- [Exercise objective] Reproduce word for word the passage of the comics blog post that begins with the words containing "Weekly Comic Pull" and ends with "the aftermath too.".

Friday, June 3, 2016

Weekly Comic Pull #7: Rebirth Edition

Welcome to the seventh installment of our weekly dive into the world of comics! As I mentioned before, I was not able to post at our usual time last week, as I was on a plane and therefore was unable to be at a comic shop. After a spell, I ended up deciding to just wait until this week for a few reasons, the main one being that this gives me an opportunity to have the DC Rebirth 80 page one-shot as well as some of the new Rebirth issues in the same post. So not only will we get the big issue, we'll be seeing the aftermath too.

Just a heads up, I probably won't be covering EVERYTHING as I usually do (I don't want this to get too long), so I'll probably skip over the issues I had less to say about. So, sit back, relax, and enjoy the Rebirth edition of this week's Weekly Pull List, starting with the big one...

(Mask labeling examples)
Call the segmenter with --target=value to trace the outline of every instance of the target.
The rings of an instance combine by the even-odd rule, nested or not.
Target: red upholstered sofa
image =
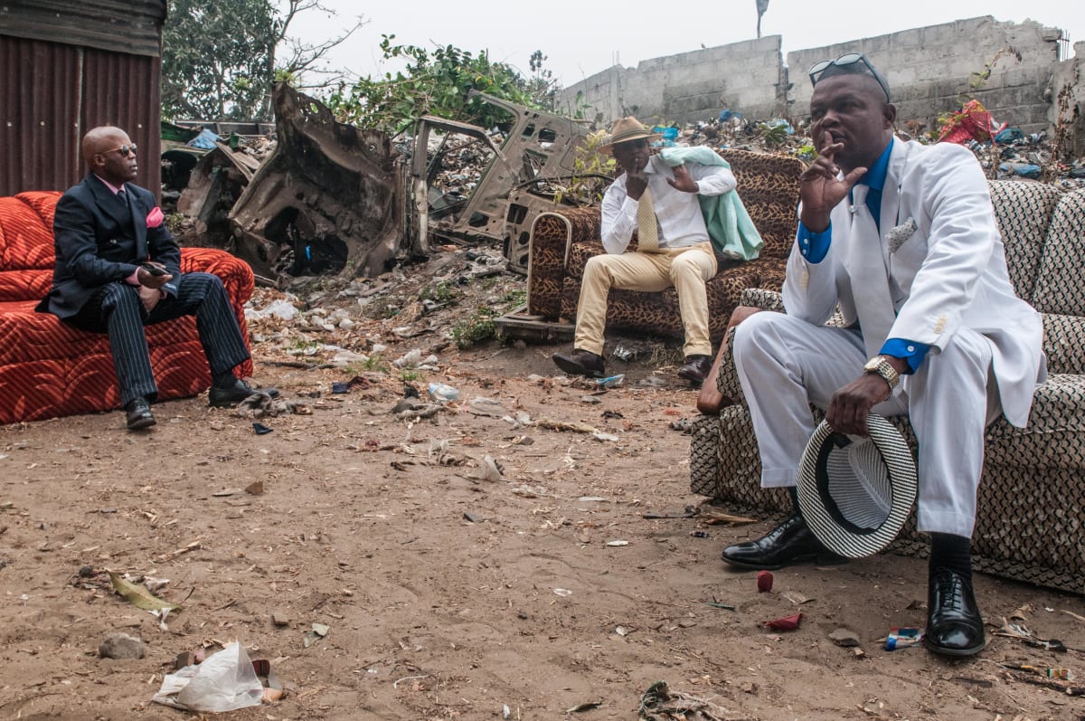
[[[53,279],[53,211],[59,192],[0,198],[0,423],[119,407],[108,339],[36,313]],[[183,273],[222,278],[247,342],[243,305],[253,293],[253,271],[224,251],[181,249]],[[210,384],[195,319],[146,328],[158,400],[195,395]],[[242,368],[252,375],[252,360]]]

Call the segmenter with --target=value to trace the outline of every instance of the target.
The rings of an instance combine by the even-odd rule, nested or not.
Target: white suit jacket
[[[821,325],[839,303],[846,324],[856,321],[852,287],[863,279],[847,267],[852,215],[846,198],[832,210],[832,242],[820,263],[808,263],[797,243],[792,248],[783,283],[789,315]],[[1047,375],[1043,322],[1013,293],[987,181],[975,156],[954,143],[923,146],[895,138],[880,225],[896,312],[888,338],[924,343],[930,354],[941,352],[959,328],[983,334],[993,347],[1003,413],[1023,428],[1036,384]]]

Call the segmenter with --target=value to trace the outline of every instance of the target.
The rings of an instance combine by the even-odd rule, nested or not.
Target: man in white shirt
[[[718,270],[698,195],[722,195],[735,189],[724,166],[695,163],[667,167],[649,153],[651,131],[634,117],[614,123],[611,152],[625,174],[603,197],[602,242],[607,253],[584,267],[576,307],[572,353],[553,362],[567,374],[599,378],[605,374],[603,330],[611,288],[659,292],[674,286],[686,330],[685,365],[678,376],[694,384],[712,367],[709,301],[704,283]],[[626,252],[633,231],[637,249]]]

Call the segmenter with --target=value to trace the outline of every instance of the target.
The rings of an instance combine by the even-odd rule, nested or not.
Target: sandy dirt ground
[[[410,305],[455,275],[450,255],[370,282],[395,291],[385,306]],[[291,351],[327,339],[253,324],[256,380],[309,412],[258,419],[266,434],[206,394],[156,405],[144,433],[120,412],[0,428],[0,718],[193,718],[151,701],[163,675],[178,654],[237,640],[292,687],[222,717],[242,720],[636,719],[658,681],[701,713],[659,719],[1085,719],[1085,698],[1000,666],[1065,668],[1081,685],[1081,596],[978,575],[991,643],[947,661],[879,641],[922,627],[924,561],[796,567],[768,593],[728,570],[719,551],[771,522],[680,517],[704,498],[672,427],[693,417],[695,391],[673,365],[613,362],[625,381],[598,392],[557,371],[556,346],[461,352],[446,339],[472,303],[518,283],[467,283],[444,316],[359,312],[337,336],[366,354],[384,344],[390,360],[435,353],[433,369],[281,365],[319,362],[331,353]],[[397,418],[405,378],[423,401],[432,381],[459,401]],[[263,493],[245,491],[257,481]],[[167,628],[115,594],[106,569],[168,579],[156,593],[180,609]],[[793,632],[763,624],[800,612]],[[1070,650],[994,635],[1014,612]],[[830,640],[841,629],[863,653]],[[101,658],[113,631],[145,656]]]

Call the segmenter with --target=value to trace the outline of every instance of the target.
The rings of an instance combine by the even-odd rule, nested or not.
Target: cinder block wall
[[[796,50],[784,65],[781,38],[771,36],[646,60],[636,68],[614,66],[565,88],[558,101],[562,109],[575,107],[582,92],[582,103],[591,106],[588,114],[601,113],[604,122],[633,113],[646,123],[687,123],[715,117],[723,107],[752,119],[805,118],[812,91],[806,69],[858,51],[886,76],[902,127],[915,119],[930,129],[939,113],[955,110],[968,96],[991,110],[995,121],[1034,132],[1054,121],[1052,75],[1081,77],[1077,59],[1058,61],[1058,29],[1034,21],[973,17]],[[1020,61],[1009,52],[995,59],[1010,47]],[[993,61],[985,80],[972,75]],[[1076,87],[1081,99],[1085,91]]]
[[[688,123],[716,117],[729,107],[749,117],[777,117],[787,106],[781,38],[774,35],[666,58],[620,65],[570,86],[558,96],[561,110],[575,109],[577,93],[605,122],[624,113],[643,123]]]
[[[975,98],[998,123],[1025,132],[1047,127],[1050,77],[1058,62],[1059,30],[1034,21],[1003,23],[991,16],[918,27],[851,42],[788,53],[791,107],[805,117],[813,88],[806,71],[827,58],[861,52],[885,76],[897,118],[918,121],[930,129],[939,113]],[[1021,54],[1000,50],[1013,48]],[[992,63],[991,75],[978,75]]]

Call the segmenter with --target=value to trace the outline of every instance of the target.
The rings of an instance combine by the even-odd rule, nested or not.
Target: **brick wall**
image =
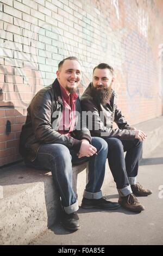
[[[162,13],[162,0],[1,0],[0,166],[20,159],[27,107],[68,56],[82,65],[80,94],[106,62],[131,124],[161,115]]]

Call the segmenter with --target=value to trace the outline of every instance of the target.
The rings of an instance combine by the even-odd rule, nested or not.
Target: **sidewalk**
[[[140,214],[121,208],[100,211],[80,208],[81,229],[70,233],[61,224],[53,225],[31,245],[163,245],[163,143],[141,161],[139,181],[153,191],[139,201],[146,210]],[[159,191],[162,185],[162,191]],[[114,183],[110,183],[107,198],[117,202]],[[159,196],[160,198],[159,197]]]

- [Result]
Weekly Comic Pull #7: Rebirth Edition

Welcome to the seventh installment of our weekly dive into the world of comics! As I mentioned before, I was not able to post at our usual time last week, as I was on a plane and therefore was unable to be at a comic shop. After a spell, I ended up deciding to just wait until this week for a few reasons, the main one being that this gives me an opportunity to have the DC Rebirth 80 page one-shot as well as some of the new Rebirth issues in the same post. So not only will we get the big issue, we'll be seeing the aftermath too.